Extracted records
━━━━━━━━━━━━━━━━
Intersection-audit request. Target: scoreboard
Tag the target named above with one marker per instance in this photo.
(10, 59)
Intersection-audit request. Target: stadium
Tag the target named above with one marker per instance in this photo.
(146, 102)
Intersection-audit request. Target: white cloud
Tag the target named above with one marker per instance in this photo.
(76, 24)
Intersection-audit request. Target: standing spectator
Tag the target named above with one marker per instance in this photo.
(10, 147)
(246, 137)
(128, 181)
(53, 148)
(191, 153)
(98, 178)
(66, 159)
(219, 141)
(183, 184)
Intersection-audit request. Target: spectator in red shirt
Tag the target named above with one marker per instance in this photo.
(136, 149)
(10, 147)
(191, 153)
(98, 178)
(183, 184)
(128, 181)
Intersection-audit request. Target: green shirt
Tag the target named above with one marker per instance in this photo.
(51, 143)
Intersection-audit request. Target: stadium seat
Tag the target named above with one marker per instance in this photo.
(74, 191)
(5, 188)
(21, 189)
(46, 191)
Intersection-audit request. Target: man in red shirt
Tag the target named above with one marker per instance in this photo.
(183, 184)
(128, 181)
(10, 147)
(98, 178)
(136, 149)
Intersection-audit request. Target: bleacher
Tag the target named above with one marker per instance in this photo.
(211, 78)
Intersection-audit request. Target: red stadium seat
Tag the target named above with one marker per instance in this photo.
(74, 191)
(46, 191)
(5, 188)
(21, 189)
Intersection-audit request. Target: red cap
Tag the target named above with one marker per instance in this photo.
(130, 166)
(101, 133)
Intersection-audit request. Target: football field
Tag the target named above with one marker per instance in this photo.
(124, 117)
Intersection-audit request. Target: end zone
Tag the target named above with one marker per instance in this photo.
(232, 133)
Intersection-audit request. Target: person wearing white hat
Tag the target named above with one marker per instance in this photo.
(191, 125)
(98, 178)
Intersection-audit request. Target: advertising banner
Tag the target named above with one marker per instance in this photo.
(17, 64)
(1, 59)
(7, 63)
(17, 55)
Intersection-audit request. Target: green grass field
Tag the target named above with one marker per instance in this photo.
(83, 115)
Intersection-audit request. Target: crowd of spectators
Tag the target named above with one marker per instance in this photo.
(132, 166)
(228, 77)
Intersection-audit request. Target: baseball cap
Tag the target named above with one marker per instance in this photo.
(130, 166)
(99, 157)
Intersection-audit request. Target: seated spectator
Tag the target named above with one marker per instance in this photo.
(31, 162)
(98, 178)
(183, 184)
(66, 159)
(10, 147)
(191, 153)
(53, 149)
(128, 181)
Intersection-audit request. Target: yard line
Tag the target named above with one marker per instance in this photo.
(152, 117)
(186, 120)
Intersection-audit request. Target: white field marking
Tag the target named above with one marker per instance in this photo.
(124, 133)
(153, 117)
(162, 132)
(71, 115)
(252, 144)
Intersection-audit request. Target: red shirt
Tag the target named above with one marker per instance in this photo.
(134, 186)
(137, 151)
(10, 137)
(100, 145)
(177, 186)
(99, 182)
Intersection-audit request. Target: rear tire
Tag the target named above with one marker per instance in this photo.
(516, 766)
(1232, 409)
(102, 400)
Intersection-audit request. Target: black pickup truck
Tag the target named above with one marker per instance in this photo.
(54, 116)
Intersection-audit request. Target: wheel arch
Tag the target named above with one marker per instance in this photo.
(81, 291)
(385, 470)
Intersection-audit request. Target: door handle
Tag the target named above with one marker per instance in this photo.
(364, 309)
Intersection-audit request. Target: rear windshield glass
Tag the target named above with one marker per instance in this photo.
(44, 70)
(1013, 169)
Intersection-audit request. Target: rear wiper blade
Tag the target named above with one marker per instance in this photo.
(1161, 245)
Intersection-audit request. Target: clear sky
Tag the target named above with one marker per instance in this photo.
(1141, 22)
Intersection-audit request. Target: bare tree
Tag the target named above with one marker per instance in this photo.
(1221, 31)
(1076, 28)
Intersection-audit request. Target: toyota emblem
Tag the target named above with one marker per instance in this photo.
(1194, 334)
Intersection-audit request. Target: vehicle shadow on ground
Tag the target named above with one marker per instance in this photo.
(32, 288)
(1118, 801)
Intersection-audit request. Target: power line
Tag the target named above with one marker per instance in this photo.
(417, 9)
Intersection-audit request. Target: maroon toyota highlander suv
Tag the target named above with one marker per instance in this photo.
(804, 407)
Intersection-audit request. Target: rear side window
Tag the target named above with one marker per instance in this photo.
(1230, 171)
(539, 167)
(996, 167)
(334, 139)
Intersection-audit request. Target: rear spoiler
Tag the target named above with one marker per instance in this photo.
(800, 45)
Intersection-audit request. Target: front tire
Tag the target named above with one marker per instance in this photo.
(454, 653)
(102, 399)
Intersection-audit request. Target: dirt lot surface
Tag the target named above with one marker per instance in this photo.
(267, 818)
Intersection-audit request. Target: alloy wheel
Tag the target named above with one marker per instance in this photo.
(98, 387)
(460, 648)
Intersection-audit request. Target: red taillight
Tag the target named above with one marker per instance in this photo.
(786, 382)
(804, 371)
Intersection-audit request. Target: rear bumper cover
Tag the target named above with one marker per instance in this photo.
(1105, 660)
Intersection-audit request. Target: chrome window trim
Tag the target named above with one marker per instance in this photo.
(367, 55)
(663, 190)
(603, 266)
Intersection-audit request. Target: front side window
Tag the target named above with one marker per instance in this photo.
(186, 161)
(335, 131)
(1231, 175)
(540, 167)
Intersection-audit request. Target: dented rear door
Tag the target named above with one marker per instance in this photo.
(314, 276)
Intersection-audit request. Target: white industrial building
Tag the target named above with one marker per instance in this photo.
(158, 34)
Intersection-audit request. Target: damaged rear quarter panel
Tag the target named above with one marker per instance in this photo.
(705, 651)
━━━━━━━━━━━━━━━━
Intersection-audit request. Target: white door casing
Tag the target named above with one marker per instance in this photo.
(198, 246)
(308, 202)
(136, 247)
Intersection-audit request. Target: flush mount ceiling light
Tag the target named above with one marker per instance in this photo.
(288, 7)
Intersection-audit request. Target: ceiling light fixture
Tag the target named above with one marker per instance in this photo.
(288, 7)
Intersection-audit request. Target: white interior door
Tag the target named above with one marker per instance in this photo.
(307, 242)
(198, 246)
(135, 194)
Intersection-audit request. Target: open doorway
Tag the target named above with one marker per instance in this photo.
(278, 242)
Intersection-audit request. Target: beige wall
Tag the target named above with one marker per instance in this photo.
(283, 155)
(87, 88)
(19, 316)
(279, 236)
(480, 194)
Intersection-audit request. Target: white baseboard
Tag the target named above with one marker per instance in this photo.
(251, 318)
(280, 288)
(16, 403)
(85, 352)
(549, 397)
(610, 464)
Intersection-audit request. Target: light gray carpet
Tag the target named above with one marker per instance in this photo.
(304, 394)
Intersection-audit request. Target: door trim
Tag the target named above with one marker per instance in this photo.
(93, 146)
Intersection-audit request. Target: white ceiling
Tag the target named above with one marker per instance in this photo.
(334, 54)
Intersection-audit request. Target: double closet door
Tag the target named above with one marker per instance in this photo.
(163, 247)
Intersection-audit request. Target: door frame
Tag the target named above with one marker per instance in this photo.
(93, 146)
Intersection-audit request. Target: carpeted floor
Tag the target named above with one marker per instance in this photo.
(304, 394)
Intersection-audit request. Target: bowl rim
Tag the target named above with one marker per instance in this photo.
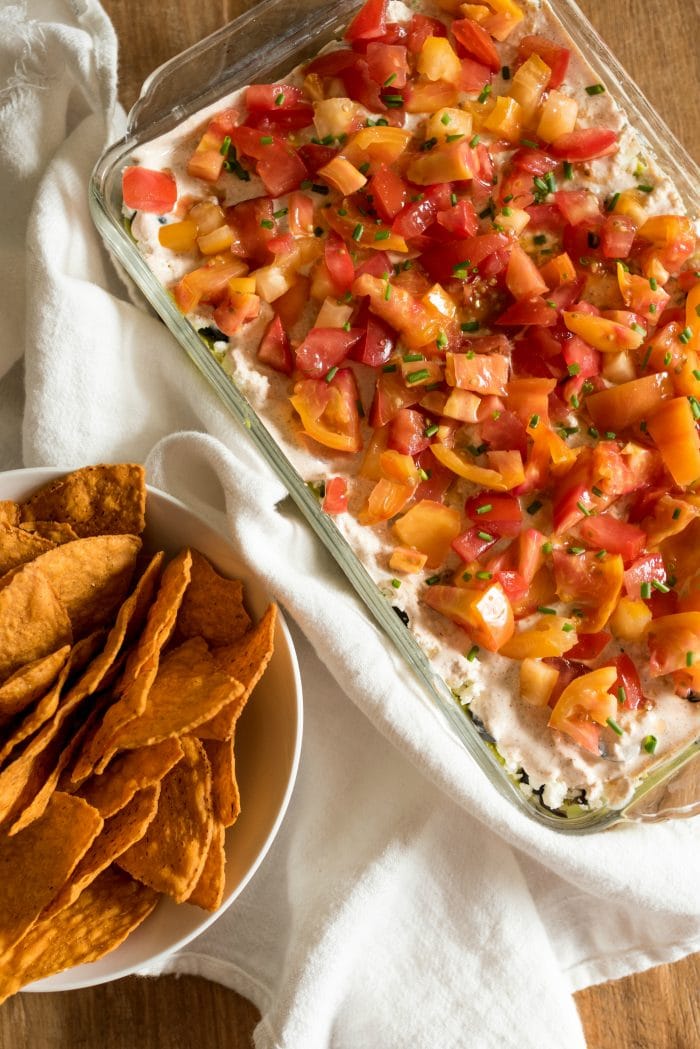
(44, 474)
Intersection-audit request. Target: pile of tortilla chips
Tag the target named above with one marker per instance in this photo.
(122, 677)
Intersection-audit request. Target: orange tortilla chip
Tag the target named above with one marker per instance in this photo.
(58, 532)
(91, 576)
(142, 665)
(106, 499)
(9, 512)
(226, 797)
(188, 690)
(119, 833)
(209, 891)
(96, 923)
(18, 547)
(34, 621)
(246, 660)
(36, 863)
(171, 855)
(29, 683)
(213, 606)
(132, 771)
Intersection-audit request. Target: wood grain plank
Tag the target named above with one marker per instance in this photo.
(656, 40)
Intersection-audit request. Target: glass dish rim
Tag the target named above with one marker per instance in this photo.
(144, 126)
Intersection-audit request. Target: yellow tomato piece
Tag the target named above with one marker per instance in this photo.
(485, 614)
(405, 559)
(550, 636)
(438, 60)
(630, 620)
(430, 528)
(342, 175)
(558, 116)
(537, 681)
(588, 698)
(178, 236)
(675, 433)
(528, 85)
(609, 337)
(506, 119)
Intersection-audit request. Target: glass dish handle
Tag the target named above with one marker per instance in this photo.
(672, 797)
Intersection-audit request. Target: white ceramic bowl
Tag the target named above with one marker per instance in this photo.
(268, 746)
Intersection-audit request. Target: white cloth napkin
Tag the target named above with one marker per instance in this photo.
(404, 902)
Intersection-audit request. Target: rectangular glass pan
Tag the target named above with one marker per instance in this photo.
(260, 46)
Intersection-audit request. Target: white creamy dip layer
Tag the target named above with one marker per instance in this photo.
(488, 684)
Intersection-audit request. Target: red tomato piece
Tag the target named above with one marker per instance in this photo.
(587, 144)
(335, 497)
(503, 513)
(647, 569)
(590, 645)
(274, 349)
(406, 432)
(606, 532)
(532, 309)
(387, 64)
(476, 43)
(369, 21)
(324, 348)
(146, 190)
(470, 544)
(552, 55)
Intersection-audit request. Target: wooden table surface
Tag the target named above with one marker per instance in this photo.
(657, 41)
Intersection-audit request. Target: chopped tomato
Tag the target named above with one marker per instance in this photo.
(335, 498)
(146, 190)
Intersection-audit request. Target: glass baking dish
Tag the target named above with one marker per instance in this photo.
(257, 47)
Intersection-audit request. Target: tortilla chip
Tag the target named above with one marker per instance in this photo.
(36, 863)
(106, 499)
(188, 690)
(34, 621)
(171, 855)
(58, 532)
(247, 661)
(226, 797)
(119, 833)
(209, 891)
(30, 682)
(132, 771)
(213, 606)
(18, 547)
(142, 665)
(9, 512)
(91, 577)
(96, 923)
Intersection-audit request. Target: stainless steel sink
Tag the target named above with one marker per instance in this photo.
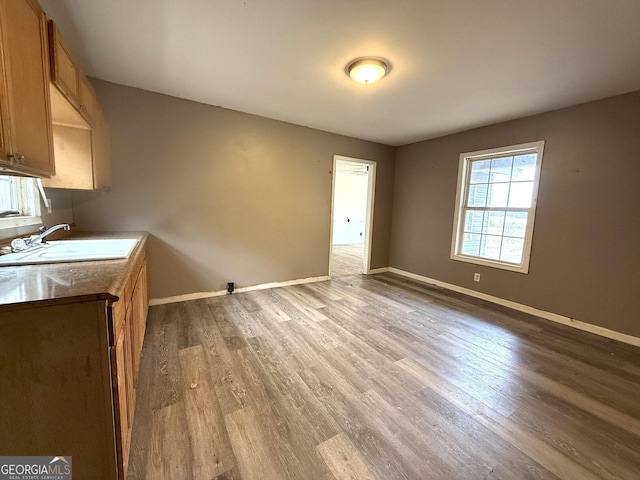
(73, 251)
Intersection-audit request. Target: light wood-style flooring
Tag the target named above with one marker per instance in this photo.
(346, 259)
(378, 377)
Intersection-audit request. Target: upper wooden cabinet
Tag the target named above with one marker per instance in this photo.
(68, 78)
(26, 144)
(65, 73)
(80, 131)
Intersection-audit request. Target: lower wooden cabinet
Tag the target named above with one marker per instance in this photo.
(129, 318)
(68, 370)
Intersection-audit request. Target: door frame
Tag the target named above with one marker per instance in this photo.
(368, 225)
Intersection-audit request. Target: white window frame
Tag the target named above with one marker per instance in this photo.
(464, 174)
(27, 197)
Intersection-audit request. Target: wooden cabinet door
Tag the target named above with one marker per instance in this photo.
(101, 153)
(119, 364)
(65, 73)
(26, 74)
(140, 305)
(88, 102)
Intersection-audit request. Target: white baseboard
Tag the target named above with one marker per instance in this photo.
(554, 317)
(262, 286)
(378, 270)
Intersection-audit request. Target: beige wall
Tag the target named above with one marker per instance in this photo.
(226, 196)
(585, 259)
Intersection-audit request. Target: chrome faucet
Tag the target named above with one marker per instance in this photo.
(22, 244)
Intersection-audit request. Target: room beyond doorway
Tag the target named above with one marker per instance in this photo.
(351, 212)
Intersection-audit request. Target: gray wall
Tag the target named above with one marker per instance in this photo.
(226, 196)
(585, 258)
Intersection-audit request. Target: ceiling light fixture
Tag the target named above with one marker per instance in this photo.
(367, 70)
━━━━━━━━━━━━━━━━
• REQUIRED WORK
Using the data above, extract exactly the lines from the one that holds "Intersection-audit request. Target: end zone" to the one that holds "Intersection-audit request. Target: green grass", both ends included, and no others.

• RESULT BELOW
Intersection-audit request. Target: end zone
Tag the target named above with one marker per instance in this photo.
(232, 133)
Intersection-audit request. Target: person wearing white hat
Tag the target named above with one marker per instance in this photo.
(191, 125)
(98, 178)
Intersection-audit request. Target: advertising banner
Tag the target named above with one marker per instance in this photo.
(17, 64)
(1, 59)
(7, 63)
(17, 55)
Intersection-audit request. Target: green grass field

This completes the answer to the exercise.